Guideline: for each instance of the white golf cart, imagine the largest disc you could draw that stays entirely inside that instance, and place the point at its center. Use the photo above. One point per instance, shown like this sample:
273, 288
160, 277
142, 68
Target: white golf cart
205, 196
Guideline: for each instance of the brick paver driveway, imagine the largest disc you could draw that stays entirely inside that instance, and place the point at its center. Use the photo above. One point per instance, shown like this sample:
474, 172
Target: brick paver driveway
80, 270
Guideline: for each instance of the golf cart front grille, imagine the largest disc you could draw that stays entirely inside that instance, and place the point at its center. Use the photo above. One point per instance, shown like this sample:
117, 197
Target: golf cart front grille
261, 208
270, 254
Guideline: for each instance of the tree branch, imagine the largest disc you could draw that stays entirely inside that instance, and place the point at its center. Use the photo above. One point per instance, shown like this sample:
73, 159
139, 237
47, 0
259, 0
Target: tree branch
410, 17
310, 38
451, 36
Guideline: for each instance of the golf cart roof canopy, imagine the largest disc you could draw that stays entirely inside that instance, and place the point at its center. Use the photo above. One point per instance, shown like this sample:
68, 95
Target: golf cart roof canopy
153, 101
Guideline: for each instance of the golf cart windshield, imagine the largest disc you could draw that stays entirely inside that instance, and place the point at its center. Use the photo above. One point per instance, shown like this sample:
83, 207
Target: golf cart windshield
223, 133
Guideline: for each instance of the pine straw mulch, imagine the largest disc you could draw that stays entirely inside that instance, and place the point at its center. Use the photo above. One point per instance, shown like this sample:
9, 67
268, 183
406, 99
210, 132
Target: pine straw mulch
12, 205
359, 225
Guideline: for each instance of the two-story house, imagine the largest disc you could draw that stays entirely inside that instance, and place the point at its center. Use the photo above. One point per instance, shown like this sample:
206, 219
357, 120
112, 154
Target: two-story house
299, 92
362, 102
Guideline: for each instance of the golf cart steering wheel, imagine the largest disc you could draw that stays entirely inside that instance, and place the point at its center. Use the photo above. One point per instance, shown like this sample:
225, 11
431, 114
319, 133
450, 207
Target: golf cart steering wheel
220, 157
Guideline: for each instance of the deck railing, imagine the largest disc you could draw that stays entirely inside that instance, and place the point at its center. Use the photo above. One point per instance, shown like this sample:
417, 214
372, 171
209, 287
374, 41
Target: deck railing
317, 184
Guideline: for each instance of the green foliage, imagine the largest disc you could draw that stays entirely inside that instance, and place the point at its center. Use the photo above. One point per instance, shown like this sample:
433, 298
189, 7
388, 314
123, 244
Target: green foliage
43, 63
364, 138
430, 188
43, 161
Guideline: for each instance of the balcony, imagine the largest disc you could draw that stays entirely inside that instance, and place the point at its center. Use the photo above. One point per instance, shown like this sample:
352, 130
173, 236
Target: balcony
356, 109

________________________________________

Exercise prompt:
Copy each line of the data above without altering a single character.

Output for this task:
Guideline: for each instance of the white golf cart, imagine the largest disc you could draw that stays entirely inside that instance, and place the point at its center. Use the photo above. One point per instance, shown like this sample:
273, 288
160, 277
142, 68
Target: white golf cart
205, 196
Guideline: for each instance of the brick paver driveway, imagine the largest disc you could draw that stays entirely inside that instance, and place the point at its center. Use the photo above. One point per instance, shown like this sample:
474, 172
Target: brick paver driveway
80, 270
Guideline: for each instance of the golf cart front grille, imagine the largest disc you could draw that stays entirely inside that instance, and place the point at its center. Use the photo above. One point per instance, shown like this sample:
117, 197
Target: golf cart front grille
261, 208
270, 254
Guideline: for each instance of the tree branch, imagine the largest disc you could draw that stays entirely inside that instance, and place the point at its center. Use the photo above. One point per instance, shown like this sample:
73, 159
139, 237
47, 0
259, 0
Target: tree branch
410, 17
310, 38
451, 36
Guideline: for each instance of the golf cart roof canopy, imagine the largest disc you could draw that stays entirely inside that instance, and place the point at its center. Use the photo above. One point per instance, shown like this sample:
68, 95
Target: golf cart roof canopy
153, 101
Guideline: for each instance of the golf cart windshield, imagine the largest disc you could draw that stays entirely inside that instance, and place the point at its center. Use the photo above. One point per instance, shown like this sample:
83, 207
Target: golf cart windshield
223, 133
Guideline: for each instance of the pine straw mulch, imagine the largest disc you could draw that stays entirely inside that instance, and place the point at its center. Use the photo above. One point per instance, shown like this sample:
9, 67
268, 183
406, 99
210, 132
Target: pine straw mulch
12, 205
359, 225
Guideline: for each instance of the two-story house, imagine the largest disc you could draw that stays entirely inside that instance, and place the point at its center. Use the photo above. One point per instance, shown like this sample:
206, 219
357, 120
112, 154
Target: two-story house
299, 92
362, 102
Guideline: for each instance of the golf cart steering wheel, imagine the largest disc you could draw that stays entirely inside that instance, and place the point at its center. Use the photo above. One point per instance, shown like this sample:
225, 11
431, 114
319, 133
450, 207
Target: golf cart steering wheel
220, 157
Guideline: for each instance of the deck railing, imagine the largest disc you could draw that stays entirely inside that instance, and place the point at its center. Use the photo above. One point per instance, shown like this sample:
417, 214
372, 171
209, 287
374, 41
Target: deck railing
317, 184
Guideline: for each instance of the green foliage, imagine the largest disc you could draw that stays entirely inside that instance, and place the point at its center. Use the photo above. One point per instance, shown like this sample:
433, 298
189, 7
388, 314
123, 244
Target: green foliage
43, 63
364, 138
430, 188
43, 161
Guideline: for each instance of the balcony, imagine the largest disc you could draw that stays entirely inside that instance, and place the point at its center. Use the photo above. One point per instance, shown like this sample:
352, 130
173, 236
Target: balcony
356, 109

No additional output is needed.